PROMPT: Show all lines from the data that include the word "wine".

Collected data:
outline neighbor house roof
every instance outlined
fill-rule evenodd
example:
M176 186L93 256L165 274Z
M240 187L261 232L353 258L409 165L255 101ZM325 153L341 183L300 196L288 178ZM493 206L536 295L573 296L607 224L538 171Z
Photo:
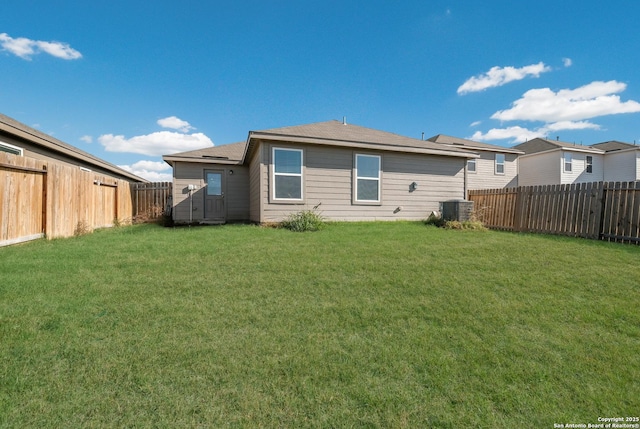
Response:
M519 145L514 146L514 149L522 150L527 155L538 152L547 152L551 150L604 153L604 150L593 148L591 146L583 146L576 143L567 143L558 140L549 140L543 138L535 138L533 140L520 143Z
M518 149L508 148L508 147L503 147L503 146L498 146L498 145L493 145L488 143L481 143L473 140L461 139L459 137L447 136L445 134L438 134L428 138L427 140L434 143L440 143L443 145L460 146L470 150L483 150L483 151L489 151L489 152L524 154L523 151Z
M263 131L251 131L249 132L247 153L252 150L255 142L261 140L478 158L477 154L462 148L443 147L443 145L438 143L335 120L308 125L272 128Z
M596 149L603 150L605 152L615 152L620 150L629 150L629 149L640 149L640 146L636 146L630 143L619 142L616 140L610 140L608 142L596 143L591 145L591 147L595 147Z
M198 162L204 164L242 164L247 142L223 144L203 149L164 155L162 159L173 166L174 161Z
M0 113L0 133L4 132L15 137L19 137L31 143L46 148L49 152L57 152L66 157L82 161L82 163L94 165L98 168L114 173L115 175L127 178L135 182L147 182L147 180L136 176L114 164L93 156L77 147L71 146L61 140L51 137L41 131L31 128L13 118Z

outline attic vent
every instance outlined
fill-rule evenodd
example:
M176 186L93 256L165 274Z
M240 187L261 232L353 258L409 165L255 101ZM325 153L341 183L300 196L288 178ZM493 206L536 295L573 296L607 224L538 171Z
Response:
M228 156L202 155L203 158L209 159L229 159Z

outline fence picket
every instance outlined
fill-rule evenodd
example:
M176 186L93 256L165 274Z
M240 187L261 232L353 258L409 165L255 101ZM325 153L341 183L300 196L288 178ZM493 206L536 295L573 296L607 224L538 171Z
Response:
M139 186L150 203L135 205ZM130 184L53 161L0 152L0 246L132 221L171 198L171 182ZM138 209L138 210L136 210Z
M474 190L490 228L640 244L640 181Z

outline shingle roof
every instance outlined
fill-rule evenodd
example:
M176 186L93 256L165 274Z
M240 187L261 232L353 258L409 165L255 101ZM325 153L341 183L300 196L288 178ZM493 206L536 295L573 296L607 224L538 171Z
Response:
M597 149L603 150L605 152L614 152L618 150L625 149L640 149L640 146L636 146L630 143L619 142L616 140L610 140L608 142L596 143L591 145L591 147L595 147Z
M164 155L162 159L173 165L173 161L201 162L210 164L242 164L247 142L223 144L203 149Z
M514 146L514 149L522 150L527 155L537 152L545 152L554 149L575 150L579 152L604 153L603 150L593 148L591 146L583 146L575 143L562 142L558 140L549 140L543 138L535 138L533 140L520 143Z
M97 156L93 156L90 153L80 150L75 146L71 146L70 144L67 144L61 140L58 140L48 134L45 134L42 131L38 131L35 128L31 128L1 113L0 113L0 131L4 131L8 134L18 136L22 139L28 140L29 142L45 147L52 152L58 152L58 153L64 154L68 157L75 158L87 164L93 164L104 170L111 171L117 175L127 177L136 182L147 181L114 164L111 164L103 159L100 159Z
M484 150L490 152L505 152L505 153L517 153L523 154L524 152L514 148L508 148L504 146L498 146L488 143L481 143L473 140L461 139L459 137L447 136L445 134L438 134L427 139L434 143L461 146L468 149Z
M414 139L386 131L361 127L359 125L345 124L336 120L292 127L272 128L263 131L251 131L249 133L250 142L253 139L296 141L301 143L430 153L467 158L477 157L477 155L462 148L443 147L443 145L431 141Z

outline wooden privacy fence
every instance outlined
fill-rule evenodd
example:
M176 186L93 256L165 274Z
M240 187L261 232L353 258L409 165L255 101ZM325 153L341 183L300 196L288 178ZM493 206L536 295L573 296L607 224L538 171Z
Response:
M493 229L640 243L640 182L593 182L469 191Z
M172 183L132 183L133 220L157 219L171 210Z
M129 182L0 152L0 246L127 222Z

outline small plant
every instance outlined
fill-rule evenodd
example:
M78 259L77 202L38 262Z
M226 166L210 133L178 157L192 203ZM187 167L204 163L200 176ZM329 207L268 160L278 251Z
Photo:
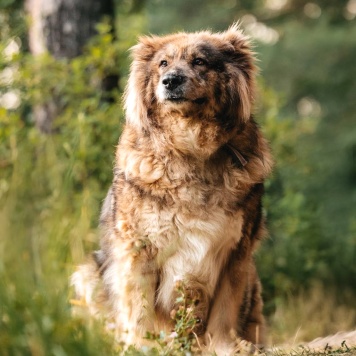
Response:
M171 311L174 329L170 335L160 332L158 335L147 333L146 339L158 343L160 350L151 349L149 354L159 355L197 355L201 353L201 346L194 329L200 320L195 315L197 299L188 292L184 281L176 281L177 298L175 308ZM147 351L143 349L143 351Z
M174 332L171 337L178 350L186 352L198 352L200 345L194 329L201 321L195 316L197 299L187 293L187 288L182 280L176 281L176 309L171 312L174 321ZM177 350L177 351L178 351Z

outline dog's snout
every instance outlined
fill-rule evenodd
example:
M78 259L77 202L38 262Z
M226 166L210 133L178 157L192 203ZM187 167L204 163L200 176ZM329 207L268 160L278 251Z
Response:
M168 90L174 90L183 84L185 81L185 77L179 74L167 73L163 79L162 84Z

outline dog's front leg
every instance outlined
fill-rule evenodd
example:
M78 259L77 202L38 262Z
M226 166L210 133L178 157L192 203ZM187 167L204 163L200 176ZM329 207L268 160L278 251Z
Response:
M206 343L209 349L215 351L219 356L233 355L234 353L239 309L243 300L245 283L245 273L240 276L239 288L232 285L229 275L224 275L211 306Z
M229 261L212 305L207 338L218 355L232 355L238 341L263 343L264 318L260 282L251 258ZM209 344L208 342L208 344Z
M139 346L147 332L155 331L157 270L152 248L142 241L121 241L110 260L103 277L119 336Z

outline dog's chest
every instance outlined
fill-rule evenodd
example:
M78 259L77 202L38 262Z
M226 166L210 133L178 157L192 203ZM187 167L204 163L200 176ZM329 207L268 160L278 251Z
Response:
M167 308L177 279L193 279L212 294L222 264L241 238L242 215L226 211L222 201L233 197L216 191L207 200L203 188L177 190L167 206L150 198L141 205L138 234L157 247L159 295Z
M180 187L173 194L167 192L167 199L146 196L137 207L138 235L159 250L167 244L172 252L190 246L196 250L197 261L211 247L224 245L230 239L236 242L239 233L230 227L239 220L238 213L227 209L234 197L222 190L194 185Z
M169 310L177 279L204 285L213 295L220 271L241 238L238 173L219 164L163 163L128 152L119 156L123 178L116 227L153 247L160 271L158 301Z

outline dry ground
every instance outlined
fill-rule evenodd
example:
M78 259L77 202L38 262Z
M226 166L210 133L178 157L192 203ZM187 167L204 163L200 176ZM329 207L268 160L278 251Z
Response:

...

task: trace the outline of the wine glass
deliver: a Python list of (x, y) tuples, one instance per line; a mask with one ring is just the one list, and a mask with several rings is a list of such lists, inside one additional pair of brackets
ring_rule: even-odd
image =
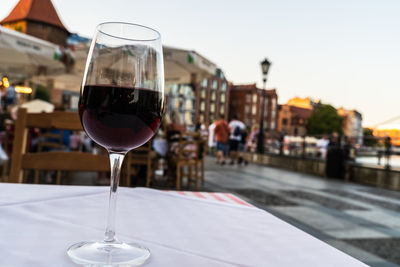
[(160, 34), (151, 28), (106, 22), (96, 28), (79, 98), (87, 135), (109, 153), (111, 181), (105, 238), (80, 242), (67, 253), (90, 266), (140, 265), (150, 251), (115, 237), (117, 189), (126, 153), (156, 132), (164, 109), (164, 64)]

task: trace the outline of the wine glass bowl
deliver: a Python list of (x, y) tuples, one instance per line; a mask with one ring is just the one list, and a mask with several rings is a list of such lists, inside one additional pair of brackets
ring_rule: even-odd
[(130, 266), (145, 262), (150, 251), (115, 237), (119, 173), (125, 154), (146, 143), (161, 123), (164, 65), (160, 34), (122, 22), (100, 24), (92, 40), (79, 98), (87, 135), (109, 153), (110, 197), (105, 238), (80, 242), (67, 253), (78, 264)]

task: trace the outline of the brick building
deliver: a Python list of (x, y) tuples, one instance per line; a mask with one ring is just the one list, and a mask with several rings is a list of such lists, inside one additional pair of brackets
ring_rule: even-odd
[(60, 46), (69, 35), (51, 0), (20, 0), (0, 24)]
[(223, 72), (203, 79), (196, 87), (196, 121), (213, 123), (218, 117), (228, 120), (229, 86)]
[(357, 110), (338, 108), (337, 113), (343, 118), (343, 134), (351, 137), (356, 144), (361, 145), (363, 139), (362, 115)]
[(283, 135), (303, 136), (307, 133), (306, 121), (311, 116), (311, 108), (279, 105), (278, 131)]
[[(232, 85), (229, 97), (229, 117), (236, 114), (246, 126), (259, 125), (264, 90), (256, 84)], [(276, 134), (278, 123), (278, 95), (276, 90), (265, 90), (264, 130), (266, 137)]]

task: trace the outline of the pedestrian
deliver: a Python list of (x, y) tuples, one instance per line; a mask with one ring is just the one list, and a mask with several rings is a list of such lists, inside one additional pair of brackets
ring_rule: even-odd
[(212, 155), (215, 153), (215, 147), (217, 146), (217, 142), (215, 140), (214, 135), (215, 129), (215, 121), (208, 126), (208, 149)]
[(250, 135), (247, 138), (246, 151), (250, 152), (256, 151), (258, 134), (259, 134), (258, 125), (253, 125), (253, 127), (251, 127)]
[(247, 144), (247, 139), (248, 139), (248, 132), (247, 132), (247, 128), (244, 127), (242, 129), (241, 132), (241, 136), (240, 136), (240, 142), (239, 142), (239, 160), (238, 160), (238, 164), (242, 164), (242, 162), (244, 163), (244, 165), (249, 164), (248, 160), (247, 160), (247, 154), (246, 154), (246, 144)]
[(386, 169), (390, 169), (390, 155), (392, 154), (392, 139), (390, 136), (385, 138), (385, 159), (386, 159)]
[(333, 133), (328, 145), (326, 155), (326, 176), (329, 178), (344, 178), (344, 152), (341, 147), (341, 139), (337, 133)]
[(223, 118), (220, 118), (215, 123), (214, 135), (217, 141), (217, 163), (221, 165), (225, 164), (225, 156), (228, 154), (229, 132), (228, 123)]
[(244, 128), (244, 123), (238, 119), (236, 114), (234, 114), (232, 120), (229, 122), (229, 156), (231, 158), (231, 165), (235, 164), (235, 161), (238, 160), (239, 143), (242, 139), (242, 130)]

--

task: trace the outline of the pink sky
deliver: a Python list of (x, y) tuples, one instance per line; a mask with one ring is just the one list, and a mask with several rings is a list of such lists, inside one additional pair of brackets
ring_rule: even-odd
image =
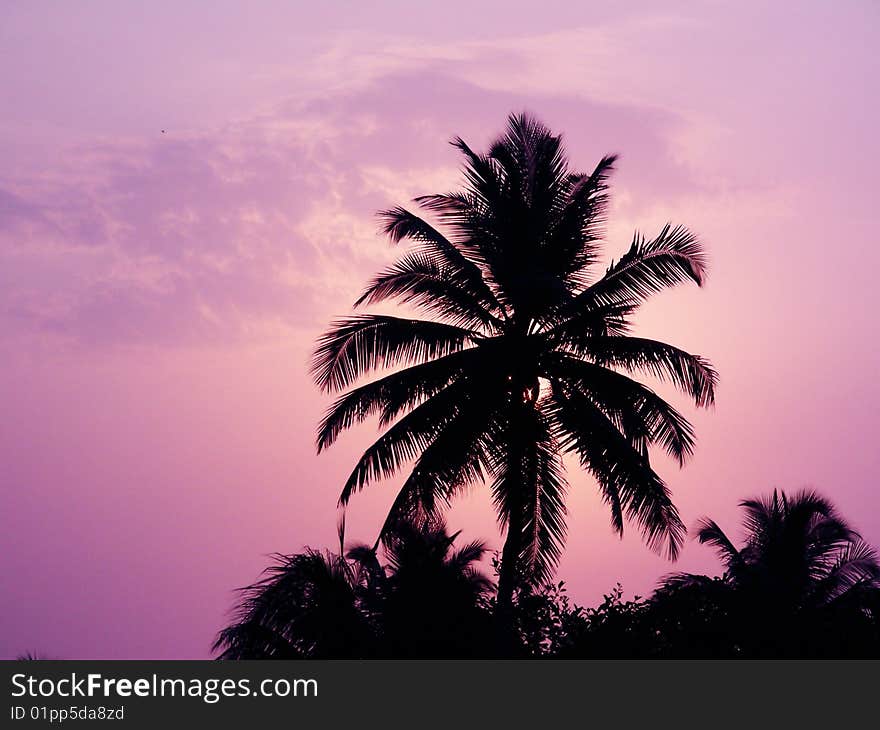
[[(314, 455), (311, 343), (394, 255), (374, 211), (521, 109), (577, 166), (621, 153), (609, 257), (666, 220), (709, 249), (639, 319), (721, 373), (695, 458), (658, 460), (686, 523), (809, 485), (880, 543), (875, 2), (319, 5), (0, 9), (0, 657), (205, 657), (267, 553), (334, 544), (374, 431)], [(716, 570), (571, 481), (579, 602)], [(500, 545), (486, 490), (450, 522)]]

ANSWER SECTION:
task: trace the outline of the wine glass
task: trace the outline of the wine glass bowl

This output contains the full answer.